APARATUR sipil negara (ASN) dan karyawan generasi Z menginginkan durasi cuti bersama untuk ditambah. Hal tersebut diketahui dari survei tentang kebijakan cuti bersama yang dilakukan Lembaga Administrasi Negara (LAN) melalui Pusat Kajian Kebijakan Administrasi Negara (PK2AN).
Kepala PK2AN LAN Widhi Novianto mengatakan pihaknya melakukan survei untuk mengidentifikasi dampak kebijakan cuti bersama terhadap produktivitas pegawai dan efektivitas operasional instansi, mengumpulkan masukan dari berbagai pemangku kepentingan untuk perbaikan kebijakan cuti bersama di masa mendatang, dan menyusun rekomendasi kebijakan cuti bersama yang seimbang antara kepentingan pemerintah, pekerja dan pengusaha.
Ia menjelaskan survei memanfaatkan platform digital online yang disebarkan ke seluruh instansi pemerintah pusat dan daerah, serta para pekerja dan serikat pekerja melalui beberapa Asosiasi Pekerja. Berdasarkan timestamp survei, responden mengisi dan mengirimkan kembali survei mulai tanggal 7 Oktober 2024 hingga 11 Nopember 2024.
Dalam kurun waktu lebih kurang 1 (satu) bulan, jumlah responden survei kebijakan cuti bersama adalah 5.385 (lima ribu tiga ratus delapan puluh lima) responden dengan lokasi kerja dari 34 provinsi di Indonesia. Dari 5.385 responden, 89,4% adalah ASN dan 9,2% dari karyawan dengan jam kerja/office hour.

Daftar Catatan:
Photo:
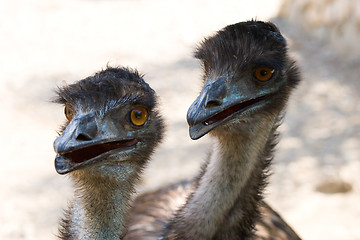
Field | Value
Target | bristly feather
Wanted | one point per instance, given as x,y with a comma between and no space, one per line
103,188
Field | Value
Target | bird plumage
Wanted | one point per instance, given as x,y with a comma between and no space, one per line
112,129
248,78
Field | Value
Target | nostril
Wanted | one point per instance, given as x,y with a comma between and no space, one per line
213,103
83,137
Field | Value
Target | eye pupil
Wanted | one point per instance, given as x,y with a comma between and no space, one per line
68,112
263,73
138,116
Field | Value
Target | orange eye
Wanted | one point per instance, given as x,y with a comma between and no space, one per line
138,116
263,73
69,113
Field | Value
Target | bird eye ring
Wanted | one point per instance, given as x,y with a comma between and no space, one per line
263,73
138,116
69,112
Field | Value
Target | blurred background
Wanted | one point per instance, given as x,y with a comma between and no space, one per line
47,43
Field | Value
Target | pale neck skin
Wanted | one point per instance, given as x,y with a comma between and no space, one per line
226,178
101,204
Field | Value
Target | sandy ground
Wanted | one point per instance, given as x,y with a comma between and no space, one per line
45,43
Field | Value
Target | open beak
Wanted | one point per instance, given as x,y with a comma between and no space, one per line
86,139
218,102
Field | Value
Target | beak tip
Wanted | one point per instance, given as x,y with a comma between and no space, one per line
60,165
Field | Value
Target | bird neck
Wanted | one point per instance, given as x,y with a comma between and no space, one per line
229,188
101,204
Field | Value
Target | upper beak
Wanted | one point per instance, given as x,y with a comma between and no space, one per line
84,139
219,101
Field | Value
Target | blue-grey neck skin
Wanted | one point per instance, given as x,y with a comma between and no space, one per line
101,202
242,112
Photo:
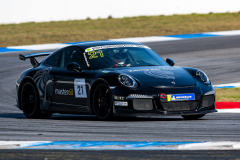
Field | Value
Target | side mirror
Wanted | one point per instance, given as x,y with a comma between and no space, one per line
170,61
74,67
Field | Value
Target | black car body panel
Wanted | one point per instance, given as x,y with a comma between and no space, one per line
64,91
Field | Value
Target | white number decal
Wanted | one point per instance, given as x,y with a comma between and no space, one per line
80,88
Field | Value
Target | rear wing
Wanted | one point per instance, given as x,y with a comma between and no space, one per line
32,56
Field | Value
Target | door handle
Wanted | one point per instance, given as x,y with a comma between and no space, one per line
54,79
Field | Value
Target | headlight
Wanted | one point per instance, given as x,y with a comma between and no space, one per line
127,81
203,77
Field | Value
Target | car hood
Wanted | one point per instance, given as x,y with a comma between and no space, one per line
159,76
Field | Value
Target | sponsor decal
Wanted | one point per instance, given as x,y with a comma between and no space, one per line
80,88
163,95
64,92
93,54
105,71
41,77
88,65
156,73
181,97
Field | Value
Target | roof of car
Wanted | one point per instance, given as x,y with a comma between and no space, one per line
85,45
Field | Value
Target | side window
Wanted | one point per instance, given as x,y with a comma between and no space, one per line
72,55
55,60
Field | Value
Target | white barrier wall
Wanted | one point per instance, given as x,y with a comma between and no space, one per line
20,11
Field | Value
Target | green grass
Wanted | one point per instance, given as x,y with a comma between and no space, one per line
228,94
102,29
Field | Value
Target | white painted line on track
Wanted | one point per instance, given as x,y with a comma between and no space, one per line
105,145
147,39
225,33
228,85
228,110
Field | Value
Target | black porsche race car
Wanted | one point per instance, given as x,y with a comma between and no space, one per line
110,78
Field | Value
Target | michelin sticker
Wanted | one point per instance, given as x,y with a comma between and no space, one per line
80,88
181,97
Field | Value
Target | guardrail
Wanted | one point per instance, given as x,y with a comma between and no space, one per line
15,11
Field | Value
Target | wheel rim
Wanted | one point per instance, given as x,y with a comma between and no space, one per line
102,101
28,99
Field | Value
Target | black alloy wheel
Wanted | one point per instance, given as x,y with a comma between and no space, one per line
30,102
102,102
193,117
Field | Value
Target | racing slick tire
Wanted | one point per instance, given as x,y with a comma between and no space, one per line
193,117
102,102
30,102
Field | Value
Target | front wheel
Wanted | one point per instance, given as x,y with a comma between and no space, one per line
30,102
193,117
102,102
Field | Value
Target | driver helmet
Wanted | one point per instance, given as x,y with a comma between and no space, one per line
118,54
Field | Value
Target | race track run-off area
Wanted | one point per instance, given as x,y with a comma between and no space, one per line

Tujuan Latihan:
Tuliskan ulang tanpa perubahan bagian teks tentang survei cuti bersama yang dimulai dari "Kepala PK2AN LAN" dan berakhir pada "11 Nopember 2024.".

Penyelesaian Tugas:
Kepala PK2AN LAN Widhi Novianto mengatakan pihaknya melakukan survei untuk mengidentifikasi dampak kebijakan cuti bersama terhadap produktivitas pegawai dan efektivitas operasional instansi, mengumpulkan masukan dari berbagai pemangku kepentingan untuk perbaikan kebijakan cuti bersama di masa mendatang, dan menyusun rekomendasi kebijakan cuti bersama yang seimbang antara kepentingan pemerintah, pekerja dan pengusaha.
Ia menjelaskan survei memanfaatkan platform digital online yang disebarkan ke seluruh instansi pemerintah pusat dan daerah, serta para pekerja dan serikat pekerja melalui beberapa Asosiasi Pekerja. Berdasarkan timestamp survei, responden mengisi dan mengirimkan kembali survei mulai tanggal 7 Oktober 2024 hingga 11 Nopember 2024.